Requirements = Write out, without any alteration, the stretch of entries from the line containing "Could you please locate the ship" through the line containing "246, 381, 439, 484", both lines included.

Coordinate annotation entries
:::::

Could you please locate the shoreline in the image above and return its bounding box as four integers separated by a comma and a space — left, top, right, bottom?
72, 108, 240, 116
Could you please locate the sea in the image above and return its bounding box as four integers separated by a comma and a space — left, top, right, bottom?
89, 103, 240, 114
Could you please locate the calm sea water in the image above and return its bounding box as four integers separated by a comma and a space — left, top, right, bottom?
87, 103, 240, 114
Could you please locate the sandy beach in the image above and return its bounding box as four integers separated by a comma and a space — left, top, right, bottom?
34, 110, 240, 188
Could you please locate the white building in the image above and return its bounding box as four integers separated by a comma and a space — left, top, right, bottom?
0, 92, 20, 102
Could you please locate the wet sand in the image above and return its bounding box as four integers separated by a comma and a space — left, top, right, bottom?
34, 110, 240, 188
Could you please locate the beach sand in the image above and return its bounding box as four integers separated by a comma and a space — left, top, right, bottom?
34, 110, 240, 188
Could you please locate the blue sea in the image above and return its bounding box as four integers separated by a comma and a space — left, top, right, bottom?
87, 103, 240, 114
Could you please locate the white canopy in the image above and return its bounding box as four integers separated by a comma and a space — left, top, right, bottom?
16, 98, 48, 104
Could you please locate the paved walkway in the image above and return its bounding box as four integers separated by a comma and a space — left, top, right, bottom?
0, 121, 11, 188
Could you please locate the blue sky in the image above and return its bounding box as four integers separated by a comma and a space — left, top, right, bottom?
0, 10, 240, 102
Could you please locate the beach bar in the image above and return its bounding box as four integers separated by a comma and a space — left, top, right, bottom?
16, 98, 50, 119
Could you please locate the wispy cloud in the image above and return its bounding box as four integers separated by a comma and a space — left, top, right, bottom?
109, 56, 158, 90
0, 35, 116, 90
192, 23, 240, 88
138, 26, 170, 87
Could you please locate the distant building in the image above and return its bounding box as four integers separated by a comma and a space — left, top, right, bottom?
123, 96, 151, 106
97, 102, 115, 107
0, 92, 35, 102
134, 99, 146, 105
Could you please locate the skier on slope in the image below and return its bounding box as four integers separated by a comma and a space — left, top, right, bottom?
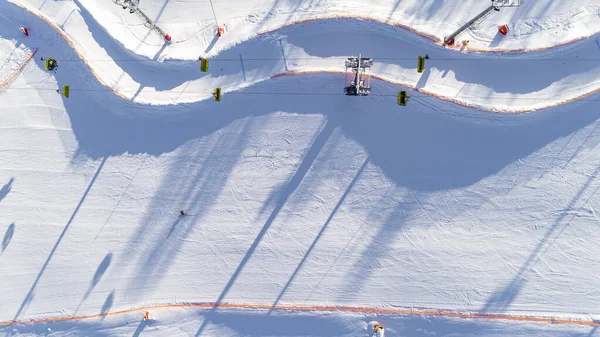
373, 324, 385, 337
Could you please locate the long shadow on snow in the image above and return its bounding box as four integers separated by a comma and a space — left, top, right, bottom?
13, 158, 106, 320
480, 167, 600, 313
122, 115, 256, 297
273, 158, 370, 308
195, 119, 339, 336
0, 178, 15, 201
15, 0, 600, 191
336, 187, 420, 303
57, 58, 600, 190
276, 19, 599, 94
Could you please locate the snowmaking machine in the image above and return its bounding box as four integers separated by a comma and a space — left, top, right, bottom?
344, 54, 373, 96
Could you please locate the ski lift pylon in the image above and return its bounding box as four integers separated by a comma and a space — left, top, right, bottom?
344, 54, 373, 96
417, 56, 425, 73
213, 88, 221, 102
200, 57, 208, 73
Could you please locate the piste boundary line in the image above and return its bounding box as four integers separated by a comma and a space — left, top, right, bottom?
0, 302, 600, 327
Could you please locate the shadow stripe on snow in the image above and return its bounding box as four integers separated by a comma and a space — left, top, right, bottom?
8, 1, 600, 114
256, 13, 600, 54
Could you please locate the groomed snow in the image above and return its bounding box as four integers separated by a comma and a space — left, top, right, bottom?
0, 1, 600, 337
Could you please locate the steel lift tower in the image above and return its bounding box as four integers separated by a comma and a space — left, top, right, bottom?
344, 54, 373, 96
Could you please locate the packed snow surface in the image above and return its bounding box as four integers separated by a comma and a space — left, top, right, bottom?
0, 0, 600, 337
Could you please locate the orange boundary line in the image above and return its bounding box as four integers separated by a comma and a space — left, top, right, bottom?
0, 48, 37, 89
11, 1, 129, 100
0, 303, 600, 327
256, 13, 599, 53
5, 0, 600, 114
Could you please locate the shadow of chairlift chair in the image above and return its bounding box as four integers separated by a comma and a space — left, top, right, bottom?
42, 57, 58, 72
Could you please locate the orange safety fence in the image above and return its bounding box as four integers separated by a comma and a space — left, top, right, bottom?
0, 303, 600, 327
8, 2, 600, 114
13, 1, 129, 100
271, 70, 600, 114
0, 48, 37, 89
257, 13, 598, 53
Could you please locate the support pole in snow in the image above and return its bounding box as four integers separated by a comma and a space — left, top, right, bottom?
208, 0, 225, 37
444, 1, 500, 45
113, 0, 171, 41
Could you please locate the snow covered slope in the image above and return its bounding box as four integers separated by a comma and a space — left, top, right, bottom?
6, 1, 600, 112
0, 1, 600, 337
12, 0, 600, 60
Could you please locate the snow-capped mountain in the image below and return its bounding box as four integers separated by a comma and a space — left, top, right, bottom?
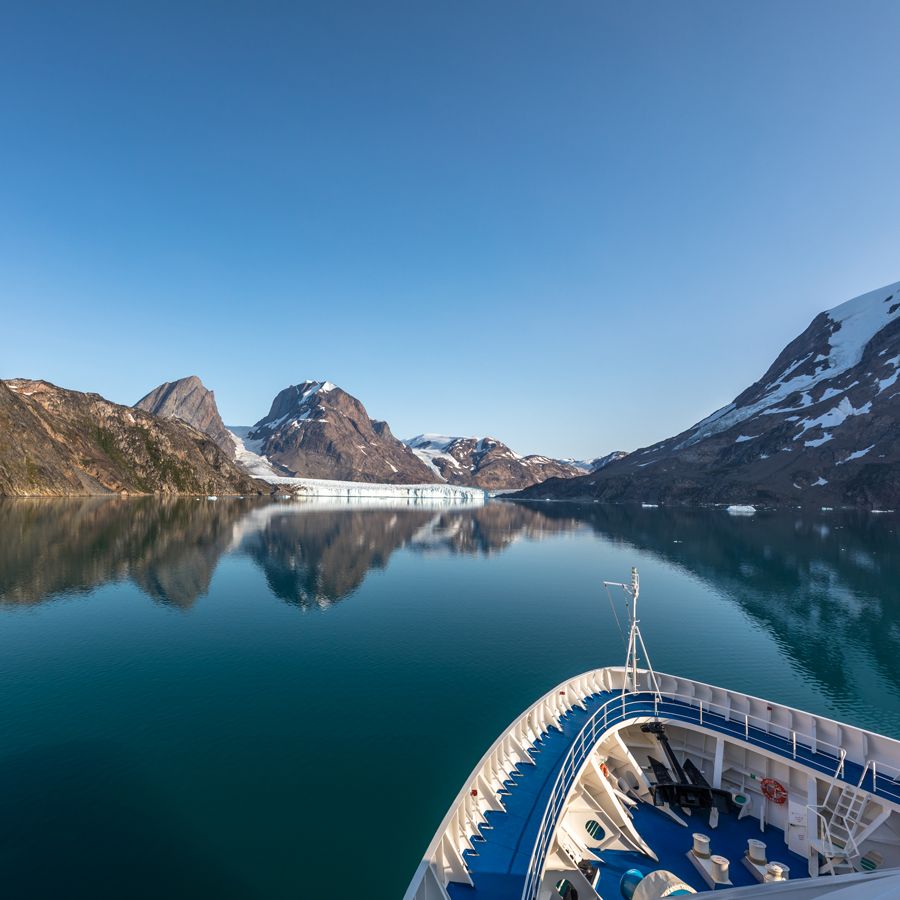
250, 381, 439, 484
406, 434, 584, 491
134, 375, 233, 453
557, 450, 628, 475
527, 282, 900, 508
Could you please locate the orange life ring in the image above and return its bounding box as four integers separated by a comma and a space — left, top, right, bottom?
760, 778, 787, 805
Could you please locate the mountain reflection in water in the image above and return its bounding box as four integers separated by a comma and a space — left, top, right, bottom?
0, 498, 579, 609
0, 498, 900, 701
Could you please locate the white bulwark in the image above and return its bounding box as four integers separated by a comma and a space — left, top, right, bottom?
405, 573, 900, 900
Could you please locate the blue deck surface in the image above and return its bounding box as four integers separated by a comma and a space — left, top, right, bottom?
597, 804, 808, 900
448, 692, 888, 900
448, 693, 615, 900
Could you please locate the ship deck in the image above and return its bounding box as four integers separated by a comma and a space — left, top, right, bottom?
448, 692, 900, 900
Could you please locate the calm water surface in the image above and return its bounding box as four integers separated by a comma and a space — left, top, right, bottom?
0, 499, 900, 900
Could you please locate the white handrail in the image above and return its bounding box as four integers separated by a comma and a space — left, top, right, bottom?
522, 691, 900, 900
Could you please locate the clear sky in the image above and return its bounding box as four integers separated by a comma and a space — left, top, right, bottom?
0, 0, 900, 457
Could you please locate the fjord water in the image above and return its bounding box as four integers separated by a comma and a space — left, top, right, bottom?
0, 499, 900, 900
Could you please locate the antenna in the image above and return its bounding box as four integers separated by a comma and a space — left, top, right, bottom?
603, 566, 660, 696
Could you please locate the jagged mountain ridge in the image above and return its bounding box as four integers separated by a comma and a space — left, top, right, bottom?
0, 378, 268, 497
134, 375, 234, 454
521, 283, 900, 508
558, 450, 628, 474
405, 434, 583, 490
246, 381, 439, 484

:::::

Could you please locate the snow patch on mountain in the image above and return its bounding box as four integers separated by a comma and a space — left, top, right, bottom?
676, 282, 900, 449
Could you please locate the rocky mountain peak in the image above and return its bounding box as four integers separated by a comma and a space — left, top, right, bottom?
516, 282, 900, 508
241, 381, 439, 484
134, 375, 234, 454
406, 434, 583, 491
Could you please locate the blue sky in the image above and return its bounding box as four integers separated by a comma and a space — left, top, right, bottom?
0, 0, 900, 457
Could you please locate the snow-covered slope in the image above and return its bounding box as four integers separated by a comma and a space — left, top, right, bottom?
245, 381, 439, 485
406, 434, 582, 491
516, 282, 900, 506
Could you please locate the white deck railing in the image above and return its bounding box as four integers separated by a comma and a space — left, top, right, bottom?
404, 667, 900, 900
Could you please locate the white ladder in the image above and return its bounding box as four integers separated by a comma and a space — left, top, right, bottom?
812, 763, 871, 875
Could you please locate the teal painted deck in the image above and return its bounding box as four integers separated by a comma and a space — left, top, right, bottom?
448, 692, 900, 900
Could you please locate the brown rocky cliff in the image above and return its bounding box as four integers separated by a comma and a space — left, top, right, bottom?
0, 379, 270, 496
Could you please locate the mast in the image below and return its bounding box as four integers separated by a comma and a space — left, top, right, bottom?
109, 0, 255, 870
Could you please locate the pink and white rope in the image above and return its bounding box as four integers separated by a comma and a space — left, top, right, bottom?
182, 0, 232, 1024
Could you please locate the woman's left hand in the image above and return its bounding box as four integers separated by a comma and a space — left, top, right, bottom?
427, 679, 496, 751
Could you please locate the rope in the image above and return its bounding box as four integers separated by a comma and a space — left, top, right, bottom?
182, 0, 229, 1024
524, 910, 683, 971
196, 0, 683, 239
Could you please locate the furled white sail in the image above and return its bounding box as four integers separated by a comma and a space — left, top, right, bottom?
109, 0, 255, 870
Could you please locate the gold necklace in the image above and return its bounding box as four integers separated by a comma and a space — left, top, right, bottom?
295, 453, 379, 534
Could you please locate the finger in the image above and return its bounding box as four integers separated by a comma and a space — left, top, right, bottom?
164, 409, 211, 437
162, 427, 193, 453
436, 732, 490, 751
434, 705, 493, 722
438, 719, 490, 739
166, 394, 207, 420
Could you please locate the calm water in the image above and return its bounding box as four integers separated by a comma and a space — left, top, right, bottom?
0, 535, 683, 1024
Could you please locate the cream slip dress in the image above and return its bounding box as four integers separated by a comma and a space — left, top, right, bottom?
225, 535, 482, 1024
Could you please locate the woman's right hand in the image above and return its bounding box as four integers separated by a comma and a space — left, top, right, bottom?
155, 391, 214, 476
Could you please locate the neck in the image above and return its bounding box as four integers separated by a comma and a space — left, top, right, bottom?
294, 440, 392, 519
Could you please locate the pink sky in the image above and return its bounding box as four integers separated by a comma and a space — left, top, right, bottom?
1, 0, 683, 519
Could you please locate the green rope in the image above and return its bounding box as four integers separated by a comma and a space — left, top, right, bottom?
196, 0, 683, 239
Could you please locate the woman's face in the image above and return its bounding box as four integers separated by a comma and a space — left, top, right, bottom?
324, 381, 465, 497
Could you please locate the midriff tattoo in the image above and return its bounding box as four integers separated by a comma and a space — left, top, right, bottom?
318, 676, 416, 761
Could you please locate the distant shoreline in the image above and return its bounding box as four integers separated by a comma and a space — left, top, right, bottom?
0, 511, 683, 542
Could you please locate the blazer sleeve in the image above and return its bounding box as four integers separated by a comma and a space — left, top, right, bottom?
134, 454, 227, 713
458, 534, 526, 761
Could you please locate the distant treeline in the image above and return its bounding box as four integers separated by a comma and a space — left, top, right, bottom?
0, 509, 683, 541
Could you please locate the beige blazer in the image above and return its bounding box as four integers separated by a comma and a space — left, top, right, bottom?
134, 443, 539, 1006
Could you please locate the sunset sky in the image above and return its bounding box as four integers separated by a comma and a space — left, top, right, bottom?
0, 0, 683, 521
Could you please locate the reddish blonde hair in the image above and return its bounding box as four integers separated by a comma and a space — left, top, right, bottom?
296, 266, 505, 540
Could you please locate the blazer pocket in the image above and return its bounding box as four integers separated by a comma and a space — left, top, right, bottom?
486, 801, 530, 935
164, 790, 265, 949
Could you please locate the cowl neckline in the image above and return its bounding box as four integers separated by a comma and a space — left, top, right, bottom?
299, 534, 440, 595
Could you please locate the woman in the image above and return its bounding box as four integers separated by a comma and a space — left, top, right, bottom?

:::::

Final result =
Could you please locate the ship deck in the image above and return its bounding box as four integers separated by a comma and a space — left, top, right, bottom?
448, 692, 900, 900
Could you please locate the calm water surface in the image above and return its bounding box as four integers separated by a comma and a space — left, top, right, bottom?
0, 499, 900, 900
Could you please locate the white handrail in the image above and return its bounding box as four integers separated by a comma and a space — left, top, right, bottom?
522, 691, 900, 900
Could you please locate the clear sky in the image above and return its bounding box as four integers separated by a comma and a space — left, top, right, bottom?
0, 0, 900, 457
Could you please locate the fjord water in the image above and return its bounding box as four integers separated by a comma and a space — left, top, right, bottom?
0, 499, 900, 900
Could you please locate the antenna in the image above and return its bounding box as four integers separated by a comma and a space — left, top, right, bottom?
603, 566, 660, 696
Could you please locate the jagged mountain ridge in the image above and return its bounding box as four integers separated by a comma and a space — left, top, right, bottom?
0, 378, 268, 497
134, 375, 234, 454
521, 283, 900, 508
558, 450, 628, 474
405, 434, 583, 490
246, 381, 439, 484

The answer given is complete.